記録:
++++++

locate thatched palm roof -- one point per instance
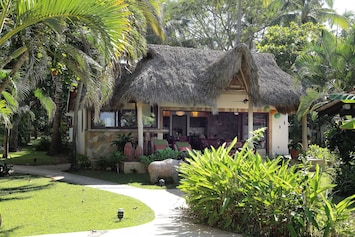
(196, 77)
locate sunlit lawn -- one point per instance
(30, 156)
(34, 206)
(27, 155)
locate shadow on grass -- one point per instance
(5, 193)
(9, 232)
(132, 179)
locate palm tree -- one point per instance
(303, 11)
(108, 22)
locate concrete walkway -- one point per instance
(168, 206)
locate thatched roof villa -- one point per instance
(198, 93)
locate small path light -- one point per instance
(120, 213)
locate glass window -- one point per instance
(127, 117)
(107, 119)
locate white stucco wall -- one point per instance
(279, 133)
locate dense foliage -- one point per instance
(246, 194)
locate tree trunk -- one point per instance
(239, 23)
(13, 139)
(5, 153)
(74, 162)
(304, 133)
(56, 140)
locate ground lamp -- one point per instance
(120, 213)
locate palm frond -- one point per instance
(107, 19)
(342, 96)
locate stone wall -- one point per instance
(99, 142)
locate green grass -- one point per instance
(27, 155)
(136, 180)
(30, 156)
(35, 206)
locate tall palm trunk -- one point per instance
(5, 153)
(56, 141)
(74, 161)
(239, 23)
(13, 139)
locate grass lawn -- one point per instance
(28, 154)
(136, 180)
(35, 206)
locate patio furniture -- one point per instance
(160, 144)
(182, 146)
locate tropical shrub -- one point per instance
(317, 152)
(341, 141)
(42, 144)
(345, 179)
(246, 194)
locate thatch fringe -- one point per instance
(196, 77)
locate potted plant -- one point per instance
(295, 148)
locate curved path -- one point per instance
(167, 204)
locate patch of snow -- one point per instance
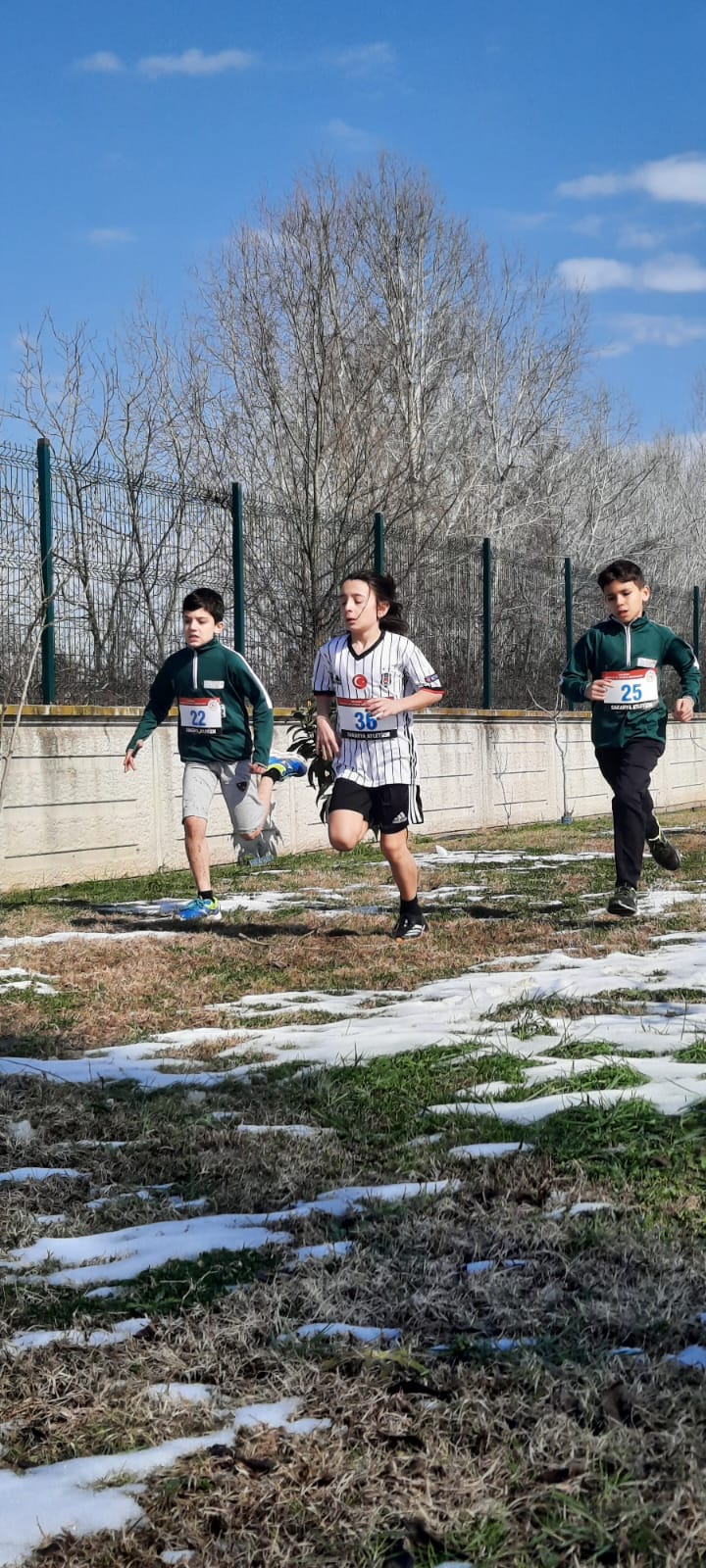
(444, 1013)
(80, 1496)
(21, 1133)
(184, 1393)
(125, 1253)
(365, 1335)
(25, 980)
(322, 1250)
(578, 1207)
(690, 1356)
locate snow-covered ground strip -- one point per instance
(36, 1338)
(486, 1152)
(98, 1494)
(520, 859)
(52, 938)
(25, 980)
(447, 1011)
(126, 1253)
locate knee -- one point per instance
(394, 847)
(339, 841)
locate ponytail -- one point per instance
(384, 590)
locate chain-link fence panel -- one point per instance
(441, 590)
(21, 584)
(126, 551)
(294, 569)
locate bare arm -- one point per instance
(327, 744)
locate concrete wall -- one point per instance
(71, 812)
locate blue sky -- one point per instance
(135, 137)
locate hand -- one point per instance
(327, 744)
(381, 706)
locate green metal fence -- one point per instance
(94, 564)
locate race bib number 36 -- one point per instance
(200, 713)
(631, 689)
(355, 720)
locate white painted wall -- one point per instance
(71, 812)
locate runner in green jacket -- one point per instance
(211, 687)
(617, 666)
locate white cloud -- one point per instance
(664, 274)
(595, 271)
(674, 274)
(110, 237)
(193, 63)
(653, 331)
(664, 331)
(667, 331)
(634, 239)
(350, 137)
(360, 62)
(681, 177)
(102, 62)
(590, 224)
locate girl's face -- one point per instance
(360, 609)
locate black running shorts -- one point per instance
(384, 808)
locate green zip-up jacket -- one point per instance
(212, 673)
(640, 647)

++++++

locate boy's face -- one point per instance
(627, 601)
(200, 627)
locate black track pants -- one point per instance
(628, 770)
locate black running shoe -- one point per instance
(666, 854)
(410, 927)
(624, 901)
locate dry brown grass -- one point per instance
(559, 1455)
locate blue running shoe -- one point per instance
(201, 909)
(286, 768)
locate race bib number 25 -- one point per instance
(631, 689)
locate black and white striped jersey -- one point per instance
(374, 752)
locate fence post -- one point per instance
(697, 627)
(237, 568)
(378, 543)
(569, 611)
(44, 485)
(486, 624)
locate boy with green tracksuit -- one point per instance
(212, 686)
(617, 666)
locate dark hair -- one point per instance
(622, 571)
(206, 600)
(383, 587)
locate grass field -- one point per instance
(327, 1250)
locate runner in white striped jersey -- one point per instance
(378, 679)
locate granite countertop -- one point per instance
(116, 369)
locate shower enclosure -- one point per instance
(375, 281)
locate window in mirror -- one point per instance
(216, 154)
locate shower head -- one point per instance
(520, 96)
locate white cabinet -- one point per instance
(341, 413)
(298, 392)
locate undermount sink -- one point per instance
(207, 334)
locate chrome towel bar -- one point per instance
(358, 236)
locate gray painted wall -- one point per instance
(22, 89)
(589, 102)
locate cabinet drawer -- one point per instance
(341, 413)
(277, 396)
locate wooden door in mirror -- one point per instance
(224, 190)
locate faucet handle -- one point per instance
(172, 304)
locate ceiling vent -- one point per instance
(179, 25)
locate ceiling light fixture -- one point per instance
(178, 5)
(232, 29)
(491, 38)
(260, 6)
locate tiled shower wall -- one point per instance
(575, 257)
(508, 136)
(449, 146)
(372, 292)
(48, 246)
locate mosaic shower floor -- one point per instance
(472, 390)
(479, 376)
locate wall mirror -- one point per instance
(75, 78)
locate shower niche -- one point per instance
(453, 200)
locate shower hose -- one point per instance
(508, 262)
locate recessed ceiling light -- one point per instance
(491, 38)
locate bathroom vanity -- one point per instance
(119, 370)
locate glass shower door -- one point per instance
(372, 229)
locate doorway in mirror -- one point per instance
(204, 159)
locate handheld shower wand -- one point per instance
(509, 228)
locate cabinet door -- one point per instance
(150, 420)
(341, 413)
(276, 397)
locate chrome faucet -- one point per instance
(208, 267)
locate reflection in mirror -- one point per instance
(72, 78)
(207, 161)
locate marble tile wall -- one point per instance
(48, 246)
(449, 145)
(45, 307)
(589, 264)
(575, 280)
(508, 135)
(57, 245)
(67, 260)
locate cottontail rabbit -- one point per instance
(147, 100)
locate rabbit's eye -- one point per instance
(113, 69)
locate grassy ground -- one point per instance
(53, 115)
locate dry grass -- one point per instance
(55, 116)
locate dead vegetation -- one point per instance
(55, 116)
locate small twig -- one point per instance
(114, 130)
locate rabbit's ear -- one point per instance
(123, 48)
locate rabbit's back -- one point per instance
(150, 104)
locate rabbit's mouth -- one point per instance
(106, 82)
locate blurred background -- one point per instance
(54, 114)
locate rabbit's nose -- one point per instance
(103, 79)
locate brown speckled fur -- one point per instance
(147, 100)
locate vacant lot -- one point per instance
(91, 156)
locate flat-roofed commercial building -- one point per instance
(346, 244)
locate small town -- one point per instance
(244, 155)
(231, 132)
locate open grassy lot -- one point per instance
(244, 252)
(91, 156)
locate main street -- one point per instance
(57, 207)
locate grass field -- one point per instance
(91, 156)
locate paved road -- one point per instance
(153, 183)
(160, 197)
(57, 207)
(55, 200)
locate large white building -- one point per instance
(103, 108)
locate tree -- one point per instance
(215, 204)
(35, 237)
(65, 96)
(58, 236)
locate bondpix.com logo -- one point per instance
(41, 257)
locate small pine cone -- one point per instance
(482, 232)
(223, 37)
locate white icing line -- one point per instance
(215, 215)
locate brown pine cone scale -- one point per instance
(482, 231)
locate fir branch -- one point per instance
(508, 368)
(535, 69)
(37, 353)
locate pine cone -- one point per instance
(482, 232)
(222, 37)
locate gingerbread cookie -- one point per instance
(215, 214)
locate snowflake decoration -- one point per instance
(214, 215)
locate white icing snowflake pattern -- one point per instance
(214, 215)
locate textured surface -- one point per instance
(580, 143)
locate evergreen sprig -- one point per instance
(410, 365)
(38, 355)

++++++

指示: 上の記録のうち、文字列「mirror」を含む行が何行あるか数えてください。答えは数だけにしてください。

結果: 5